Stored data entries
-=-=-

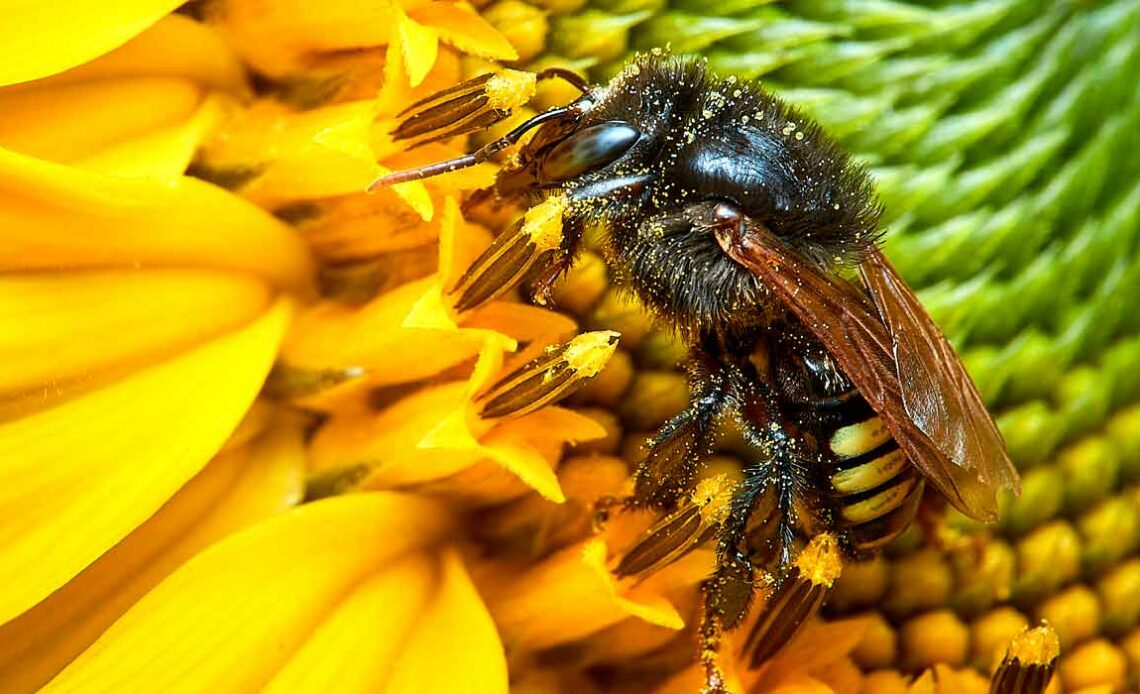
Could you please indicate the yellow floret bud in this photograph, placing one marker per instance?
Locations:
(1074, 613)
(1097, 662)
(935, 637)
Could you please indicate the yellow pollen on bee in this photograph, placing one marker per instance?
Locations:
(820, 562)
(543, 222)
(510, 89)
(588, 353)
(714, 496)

-=-=-

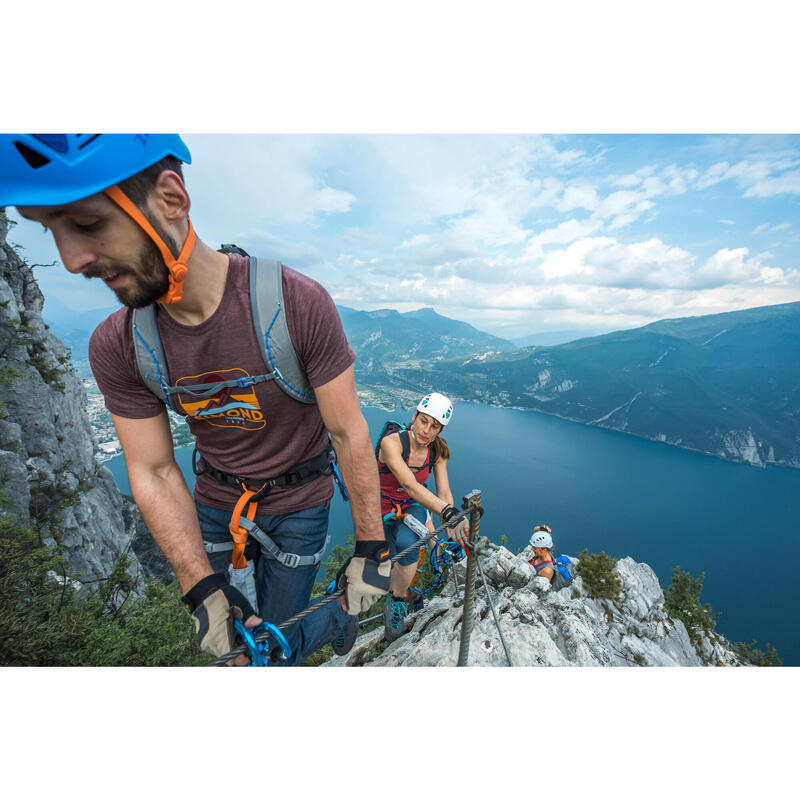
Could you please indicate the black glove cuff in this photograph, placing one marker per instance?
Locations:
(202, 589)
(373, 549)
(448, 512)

-=-=-

-- WHAT THE TASK REQUIRES --
Each line in the data above either holds "Could" or does not. State how many do, as a bare number.

-- RESULT --
3